Latihan
Dalam teks tentang beasiswa asrama, sebutkan secara berurutan semua tempat yang dituju tokoh "aku" setelah mendapat kabar untuk mengumpulkan foto copi rekening yang dilegalisir.

Teks Sumber
* * * * * * *
Siang itu aku mendapat kabar; Aku masuk dalam daftar
penerima beasiswa asrama. Termasuk beberapa temanku yang lain saat itu juga
masuk dalam daftar itu. Padahal, beberapa bulan lalu kontrakku di asrama sudah
selesai dan aku sudah pindah ke sebuah kontrakan di sebuah perumahan.
Mengapa aku masuk dalam daftar? Tak ada yang tau
pasti jawabannya. Aku dan teman-yang lain hanya menduga, asrama ada lebihan
jatah dan aku adalah orang pilihan, mungkin karena aku dan beberapa teman yang
lain adalah ketua lembaga. Namun ada pula sebagian bukan ketua lembaga tetapi
ia juga tertera dalam daftar. Apa sebenarnya kategori penerima jatah lebihan
itu? Tak ada yang tau kecuali Wakil Dekan Bagian Kemahasiswaan dan Kerjasama.
Sebagai ketua lembaga Pers mahasiswa, ada sebagian
orang yang sedikit menyalahkanku lantaran aku tidak mengusutnya. Ia sedikit
tidak terima lantaran tidak ada ketentuan yang jelas, yang transparan, mengenai
kriteria penerima jatah itu. Ia agak sedikit mengoceh, bahkan hampir menuduhku
yang bukan-bukan. Karena aku juga dapat jatah lah, dan lainnya.
Padahal sama sekali aku tidak berfikir kesana. Tidak
ada ketentuan yang terbuka mengenai hal itu. Tapi bagiku ini hanya masalah
sepele dan tak baik jika dibesar-besarkan. Dan lagi pula ini hanya sisa jatah
beasiswa untuk mahasiswa yang pernah menetap di asrama. Dan tidak memiliki
pengaruh yang signifikan bagi kepentingan mahasiswa secara umum.
Secara prinsip memang perlu dipertanyakan mengenai
kategori tersebut. Dan sekali lagi ini masalah yang terlalu sepele yang bisa
saja nanti akan berdampak tidak baik. Dan dalam hal ini aku lebih memilih
danpak yang laing sedikit dari pada mempertaruhkan idealisme untuk hal-hal yang
sepele seperti itu.
***
Karena namaku terdaftar sebagai calon penerima, aku
pun mengajukan berkas-berkas persyaratan yang harus dipenuhi. Salah satunya
adalah foto copy buku tabungan bank BTN. Berkas itu aku setorkan ke bagian yang
bertugas di kantor fakultas.
Beberapa hari setelah itu, aku kembali mendapat kabar dari
salah seorang teman untuk mengumpulkan foto copi rekening lagi, 3 lembar dan sudah di legalisir oleh pihak
bank. Waktu terakhir pengumpulan hari itu. Aku bergegas, menuju kontrakan yang
letaknya tak jauh dari kampus. Ku ambil buku tabungan di tumpukan berkas-berkas
kuliah yang lain. Aku menuju tempat foto copi. Setelah itu aku langsung menuju
Bank BTN untuk dilegalisir.
“Selamat siang mas, ada yang bisa saya bantu,” sambut
teller bank atas kedatangku
“Legalisir, mbak,”
* * * * * * *
Baris Data

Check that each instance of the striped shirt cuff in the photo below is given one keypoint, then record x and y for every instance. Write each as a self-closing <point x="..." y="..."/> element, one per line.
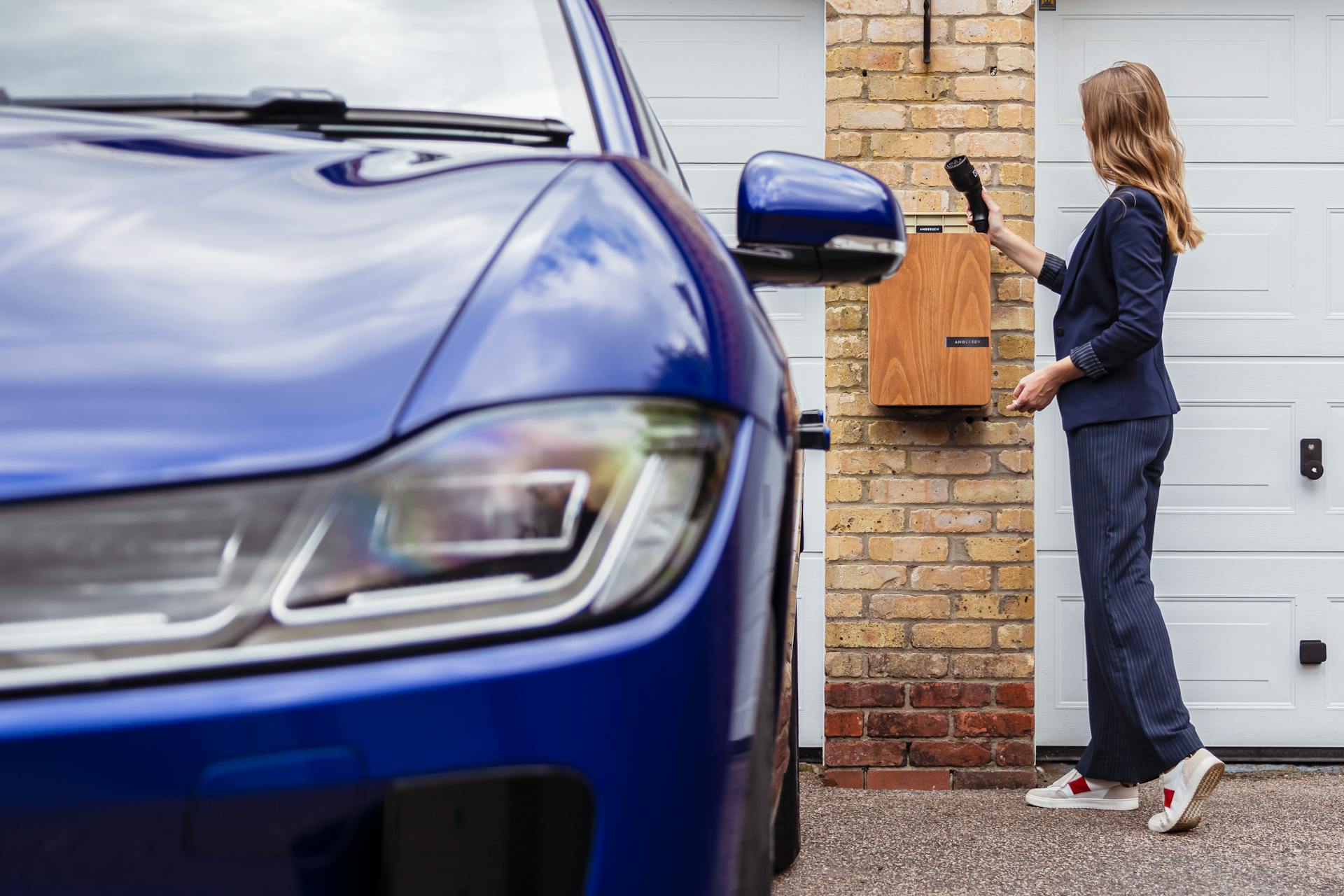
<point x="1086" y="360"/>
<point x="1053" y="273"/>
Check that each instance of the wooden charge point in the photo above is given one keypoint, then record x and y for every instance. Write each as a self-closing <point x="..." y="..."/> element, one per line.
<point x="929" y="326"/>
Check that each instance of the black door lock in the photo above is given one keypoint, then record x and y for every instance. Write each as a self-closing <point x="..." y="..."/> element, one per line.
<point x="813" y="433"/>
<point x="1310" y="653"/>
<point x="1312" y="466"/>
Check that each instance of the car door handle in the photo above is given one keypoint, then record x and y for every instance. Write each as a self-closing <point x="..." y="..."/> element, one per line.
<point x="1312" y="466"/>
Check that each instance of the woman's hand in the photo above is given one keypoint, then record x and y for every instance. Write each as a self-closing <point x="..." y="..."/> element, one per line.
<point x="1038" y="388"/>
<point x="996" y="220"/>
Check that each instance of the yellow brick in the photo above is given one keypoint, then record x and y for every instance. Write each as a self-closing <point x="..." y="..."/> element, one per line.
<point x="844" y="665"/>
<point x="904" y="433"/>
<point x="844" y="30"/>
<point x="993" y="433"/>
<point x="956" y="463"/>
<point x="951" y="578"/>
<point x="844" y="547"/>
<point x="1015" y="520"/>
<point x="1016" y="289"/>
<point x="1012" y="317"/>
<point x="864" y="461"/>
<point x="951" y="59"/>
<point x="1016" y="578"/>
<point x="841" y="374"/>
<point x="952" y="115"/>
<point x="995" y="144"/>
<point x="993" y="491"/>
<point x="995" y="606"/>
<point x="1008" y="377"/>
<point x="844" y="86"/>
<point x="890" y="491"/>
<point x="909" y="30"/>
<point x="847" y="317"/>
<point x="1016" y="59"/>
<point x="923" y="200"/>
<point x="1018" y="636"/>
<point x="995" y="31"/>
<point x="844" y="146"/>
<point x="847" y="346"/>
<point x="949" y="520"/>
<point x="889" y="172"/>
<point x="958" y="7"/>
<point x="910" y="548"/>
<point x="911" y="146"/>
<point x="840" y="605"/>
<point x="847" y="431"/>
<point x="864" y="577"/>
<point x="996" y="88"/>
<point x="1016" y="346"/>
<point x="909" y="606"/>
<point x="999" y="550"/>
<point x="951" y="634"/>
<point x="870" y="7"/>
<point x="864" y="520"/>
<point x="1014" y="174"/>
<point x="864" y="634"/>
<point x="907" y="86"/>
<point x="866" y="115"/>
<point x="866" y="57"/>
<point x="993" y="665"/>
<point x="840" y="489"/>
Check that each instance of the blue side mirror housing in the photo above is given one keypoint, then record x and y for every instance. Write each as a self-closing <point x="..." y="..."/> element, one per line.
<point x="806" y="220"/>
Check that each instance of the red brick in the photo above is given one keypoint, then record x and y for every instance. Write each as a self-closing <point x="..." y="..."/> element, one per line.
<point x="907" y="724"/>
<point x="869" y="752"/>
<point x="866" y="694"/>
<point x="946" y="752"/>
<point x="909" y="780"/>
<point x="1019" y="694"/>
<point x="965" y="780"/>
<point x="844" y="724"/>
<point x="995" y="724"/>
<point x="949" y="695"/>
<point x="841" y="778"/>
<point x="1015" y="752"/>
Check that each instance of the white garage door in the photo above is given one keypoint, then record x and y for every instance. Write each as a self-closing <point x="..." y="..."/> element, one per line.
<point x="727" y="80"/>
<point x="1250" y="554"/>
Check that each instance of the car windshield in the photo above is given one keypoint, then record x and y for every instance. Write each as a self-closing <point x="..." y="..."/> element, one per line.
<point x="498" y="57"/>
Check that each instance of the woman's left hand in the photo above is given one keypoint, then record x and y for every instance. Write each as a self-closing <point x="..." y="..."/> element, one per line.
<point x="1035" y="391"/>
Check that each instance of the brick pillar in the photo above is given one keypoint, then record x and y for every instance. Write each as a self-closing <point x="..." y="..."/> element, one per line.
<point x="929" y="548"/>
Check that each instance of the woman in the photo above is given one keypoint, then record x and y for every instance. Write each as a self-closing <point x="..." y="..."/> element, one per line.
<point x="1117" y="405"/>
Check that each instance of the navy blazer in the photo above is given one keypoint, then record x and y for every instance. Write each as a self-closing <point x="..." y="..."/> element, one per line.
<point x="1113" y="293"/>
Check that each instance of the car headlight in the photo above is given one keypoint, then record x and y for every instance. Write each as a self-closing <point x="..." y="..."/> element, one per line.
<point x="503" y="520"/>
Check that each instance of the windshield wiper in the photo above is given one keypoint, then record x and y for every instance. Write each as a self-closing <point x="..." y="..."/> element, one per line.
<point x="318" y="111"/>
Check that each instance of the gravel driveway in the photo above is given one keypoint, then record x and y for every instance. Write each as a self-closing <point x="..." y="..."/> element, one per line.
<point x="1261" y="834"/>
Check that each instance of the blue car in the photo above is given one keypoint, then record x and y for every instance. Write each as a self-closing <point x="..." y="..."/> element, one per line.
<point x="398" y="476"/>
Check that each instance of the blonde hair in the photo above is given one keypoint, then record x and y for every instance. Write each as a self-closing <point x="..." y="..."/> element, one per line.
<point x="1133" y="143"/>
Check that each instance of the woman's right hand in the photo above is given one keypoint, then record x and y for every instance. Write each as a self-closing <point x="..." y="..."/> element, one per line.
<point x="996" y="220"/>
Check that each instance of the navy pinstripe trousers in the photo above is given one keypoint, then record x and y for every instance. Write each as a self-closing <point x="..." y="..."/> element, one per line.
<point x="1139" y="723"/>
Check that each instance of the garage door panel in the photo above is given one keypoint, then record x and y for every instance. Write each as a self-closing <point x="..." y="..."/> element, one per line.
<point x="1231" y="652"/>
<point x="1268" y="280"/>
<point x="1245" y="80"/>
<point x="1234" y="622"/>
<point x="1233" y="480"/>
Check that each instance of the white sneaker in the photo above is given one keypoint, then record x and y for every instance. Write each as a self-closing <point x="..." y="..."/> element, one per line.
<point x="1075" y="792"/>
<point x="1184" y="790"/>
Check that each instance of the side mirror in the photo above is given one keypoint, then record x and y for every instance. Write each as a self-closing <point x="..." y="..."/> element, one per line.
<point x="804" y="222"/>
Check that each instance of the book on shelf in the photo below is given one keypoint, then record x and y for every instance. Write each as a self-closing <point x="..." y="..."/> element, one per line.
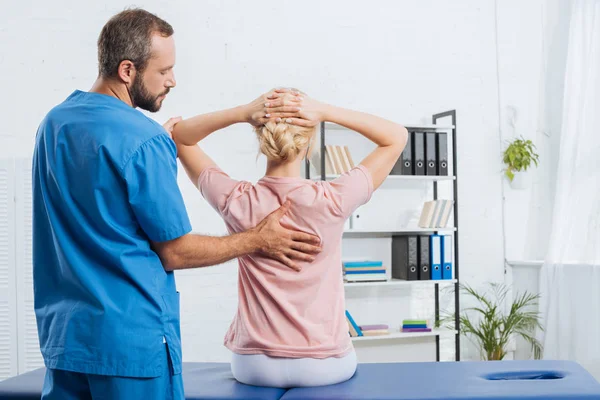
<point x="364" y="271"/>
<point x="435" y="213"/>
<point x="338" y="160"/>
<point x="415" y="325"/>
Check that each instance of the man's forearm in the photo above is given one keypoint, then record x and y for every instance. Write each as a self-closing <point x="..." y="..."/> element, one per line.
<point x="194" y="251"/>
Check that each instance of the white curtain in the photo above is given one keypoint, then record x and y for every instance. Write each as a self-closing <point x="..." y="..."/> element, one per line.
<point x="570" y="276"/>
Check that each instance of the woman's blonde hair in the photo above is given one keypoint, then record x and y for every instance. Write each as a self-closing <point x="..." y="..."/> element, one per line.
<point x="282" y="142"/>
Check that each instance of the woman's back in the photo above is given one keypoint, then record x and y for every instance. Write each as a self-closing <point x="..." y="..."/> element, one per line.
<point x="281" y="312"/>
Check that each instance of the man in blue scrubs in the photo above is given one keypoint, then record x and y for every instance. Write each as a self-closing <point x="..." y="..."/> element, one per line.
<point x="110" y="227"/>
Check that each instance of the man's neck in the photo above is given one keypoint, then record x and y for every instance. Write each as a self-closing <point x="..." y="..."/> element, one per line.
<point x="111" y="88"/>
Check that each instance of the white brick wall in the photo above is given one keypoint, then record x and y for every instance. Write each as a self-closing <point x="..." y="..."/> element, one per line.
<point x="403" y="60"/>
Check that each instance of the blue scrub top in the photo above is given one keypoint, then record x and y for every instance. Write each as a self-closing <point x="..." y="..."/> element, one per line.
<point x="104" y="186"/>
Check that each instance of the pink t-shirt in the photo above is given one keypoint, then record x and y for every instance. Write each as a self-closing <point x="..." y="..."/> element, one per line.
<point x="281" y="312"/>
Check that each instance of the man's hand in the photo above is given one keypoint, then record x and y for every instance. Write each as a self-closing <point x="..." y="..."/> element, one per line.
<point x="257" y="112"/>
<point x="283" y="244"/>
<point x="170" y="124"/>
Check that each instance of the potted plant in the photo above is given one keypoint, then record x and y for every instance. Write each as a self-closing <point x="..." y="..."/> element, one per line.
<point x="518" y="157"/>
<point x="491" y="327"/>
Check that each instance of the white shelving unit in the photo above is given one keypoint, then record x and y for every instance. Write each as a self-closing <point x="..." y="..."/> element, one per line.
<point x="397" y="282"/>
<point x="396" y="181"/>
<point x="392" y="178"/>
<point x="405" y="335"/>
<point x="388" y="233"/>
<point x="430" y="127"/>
* * * * * * *
Jawaban
1. Kontrakan yang letaknya tak jauh dari kampus
2. Tempat foto copi
3. Bank BTN